■ Work required: Write out the passage of the Amsterdam Pipe Museum article from "The Museum Night" up to and including "hip hop beer.", keeping every character unchanged.

■ Article:
According to Tom Kieft, the Amsterdam Pipe Museum is probably the museum with the most swag in Amsterdam. Imagine yourself as a classic womanizer like Harry Mulisch or Prince Bernhard and make your way through the night.

The Museum Night for pipe lovers
The former Amsterdam Pipes Room (and later the Pipes Cabinet) was renamed the Amsterdam Pipe Museum in 2013 for the purpose of international promotion and at the expense of a number of easily accessible jokes. This small canal house museum on the Prinsengracht is an ideal stopover on Museum Night. On 7 November the Amsterdam Pipe Museum is more than just the wet dream of every pipe lover; you can enjoy delicious local sausages here and quench your thirst with bottled German beer . This beer is not your average Oettinger pilsner, but a smoked beer. And no, smoked beer is not a bottle filled with cigarette butts, but a beer made from smoked hops. I can tell you: fucking nice and especially for our "more-hop-is-hip IPA lovers", it is a must to come and taste this hip hop beer.

■ Record extracts:
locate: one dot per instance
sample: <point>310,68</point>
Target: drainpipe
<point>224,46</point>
---
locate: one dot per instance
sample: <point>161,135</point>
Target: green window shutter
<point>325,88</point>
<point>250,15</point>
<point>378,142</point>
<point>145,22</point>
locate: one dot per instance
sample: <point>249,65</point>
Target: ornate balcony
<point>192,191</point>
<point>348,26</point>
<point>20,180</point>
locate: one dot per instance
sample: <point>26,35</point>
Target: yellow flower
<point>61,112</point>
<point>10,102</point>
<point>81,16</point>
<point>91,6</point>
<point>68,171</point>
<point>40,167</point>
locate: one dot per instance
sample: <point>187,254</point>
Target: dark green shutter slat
...
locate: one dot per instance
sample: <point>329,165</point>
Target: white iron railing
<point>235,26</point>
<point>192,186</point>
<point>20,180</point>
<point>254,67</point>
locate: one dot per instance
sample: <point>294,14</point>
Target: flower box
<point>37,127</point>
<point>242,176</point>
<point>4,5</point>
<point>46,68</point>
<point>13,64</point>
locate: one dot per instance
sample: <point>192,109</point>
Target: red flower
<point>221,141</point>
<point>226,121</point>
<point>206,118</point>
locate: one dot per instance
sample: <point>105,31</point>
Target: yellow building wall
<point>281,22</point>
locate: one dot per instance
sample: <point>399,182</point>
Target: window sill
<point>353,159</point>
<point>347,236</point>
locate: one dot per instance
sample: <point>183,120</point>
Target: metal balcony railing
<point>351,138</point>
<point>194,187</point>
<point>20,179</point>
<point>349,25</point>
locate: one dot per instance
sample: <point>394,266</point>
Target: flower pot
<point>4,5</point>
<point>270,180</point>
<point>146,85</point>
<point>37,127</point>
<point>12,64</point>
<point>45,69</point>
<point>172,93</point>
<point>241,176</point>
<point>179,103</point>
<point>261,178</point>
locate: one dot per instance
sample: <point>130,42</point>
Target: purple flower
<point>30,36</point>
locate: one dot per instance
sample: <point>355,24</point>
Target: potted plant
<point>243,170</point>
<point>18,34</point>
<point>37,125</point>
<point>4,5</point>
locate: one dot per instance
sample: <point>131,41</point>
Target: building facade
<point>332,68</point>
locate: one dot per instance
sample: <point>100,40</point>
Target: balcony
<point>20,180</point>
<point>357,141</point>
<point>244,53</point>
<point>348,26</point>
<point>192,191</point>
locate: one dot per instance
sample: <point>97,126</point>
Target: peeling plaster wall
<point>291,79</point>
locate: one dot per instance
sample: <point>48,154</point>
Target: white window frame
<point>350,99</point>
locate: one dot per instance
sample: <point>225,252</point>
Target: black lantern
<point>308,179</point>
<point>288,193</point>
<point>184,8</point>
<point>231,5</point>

■ Solution for this task:
The Museum Night for pipe lovers
The former Amsterdam Pipes Room (and later the Pipes Cabinet) was renamed the Amsterdam Pipe Museum in 2013 for the purpose of international promotion and at the expense of a number of easily accessible jokes. This small canal house museum on the Prinsengracht is an ideal stopover on Museum Night. On 7 November the Amsterdam Pipe Museum is more than just the wet dream of every pipe lover; you can enjoy delicious local sausages here and quench your thirst with bottled German beer . This beer is not your average Oettinger pilsner, but a smoked beer. And no, smoked beer is not a bottle filled with cigarette butts, but a beer made from smoked hops. I can tell you: fucking nice and especially for our "more-hop-is-hip IPA lovers", it is a must to come and taste this hip hop beer.